ONBEWERKTE RIJEN

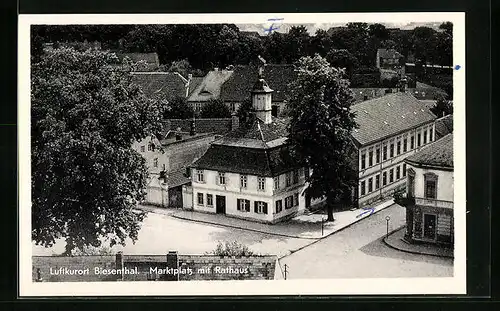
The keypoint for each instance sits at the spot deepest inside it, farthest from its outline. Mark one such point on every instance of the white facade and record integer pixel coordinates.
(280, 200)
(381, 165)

* * *

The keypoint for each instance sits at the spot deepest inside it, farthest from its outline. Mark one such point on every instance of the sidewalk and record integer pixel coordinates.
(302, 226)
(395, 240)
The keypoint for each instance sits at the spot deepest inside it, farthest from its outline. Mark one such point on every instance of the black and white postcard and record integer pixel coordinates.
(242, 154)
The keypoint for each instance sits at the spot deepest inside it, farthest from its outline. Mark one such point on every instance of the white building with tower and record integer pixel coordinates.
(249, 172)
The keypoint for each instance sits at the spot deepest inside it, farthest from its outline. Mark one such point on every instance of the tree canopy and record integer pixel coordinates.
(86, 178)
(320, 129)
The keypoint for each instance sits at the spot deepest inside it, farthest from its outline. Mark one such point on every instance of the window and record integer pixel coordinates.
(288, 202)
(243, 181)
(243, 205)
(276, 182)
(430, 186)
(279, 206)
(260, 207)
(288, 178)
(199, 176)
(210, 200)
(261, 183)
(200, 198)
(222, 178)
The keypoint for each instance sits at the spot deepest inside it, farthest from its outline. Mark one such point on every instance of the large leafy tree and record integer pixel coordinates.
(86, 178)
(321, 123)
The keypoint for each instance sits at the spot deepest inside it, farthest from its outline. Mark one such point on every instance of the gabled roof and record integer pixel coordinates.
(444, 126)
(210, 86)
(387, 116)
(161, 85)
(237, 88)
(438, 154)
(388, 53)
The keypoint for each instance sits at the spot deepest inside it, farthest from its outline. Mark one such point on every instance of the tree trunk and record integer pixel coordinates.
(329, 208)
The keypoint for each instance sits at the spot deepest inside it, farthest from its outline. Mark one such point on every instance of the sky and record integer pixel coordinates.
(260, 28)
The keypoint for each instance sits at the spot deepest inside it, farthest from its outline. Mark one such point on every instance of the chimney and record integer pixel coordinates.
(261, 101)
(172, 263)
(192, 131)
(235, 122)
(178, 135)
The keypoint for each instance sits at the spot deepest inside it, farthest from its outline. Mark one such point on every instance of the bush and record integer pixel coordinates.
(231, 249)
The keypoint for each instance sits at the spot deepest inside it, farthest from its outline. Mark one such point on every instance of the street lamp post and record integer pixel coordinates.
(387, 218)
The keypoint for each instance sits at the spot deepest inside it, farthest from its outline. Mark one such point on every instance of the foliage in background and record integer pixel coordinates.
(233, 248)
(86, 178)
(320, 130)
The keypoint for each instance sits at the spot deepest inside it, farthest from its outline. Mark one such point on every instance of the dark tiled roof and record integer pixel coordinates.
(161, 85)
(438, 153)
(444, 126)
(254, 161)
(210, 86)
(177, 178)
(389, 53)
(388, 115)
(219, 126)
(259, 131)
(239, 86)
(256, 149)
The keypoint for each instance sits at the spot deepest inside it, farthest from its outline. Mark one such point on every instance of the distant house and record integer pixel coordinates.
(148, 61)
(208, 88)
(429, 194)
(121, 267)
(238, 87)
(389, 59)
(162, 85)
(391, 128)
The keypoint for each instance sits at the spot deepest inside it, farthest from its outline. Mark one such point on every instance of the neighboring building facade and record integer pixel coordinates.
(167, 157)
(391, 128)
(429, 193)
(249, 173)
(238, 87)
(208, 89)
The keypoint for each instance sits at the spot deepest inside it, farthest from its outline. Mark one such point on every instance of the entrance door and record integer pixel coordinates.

==

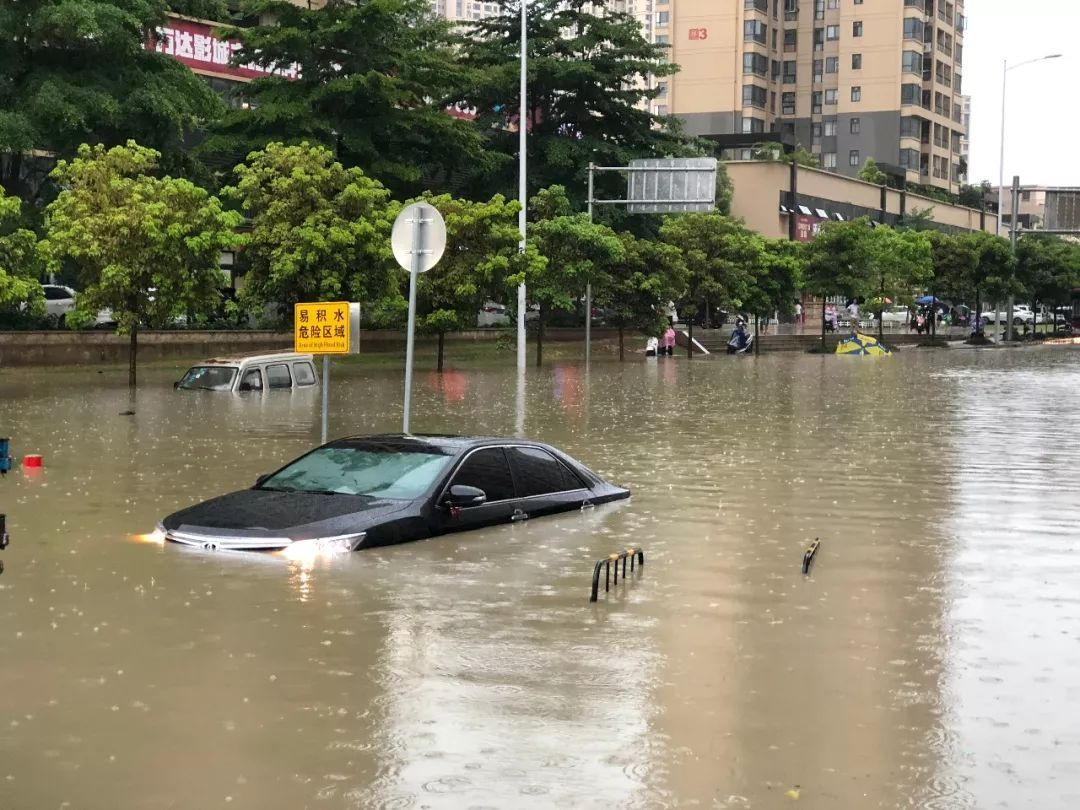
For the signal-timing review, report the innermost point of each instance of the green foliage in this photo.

GEGEVEN OPDRACHT
Bepaal in hoeveel regels van de rijen hierboven het woord "roof" voorkomt, waarbij het verschil tussen hoofdletters en kleine letters meetelt. Geef alleen dat getal.

ANTWOORD BIJ OPDRACHT
2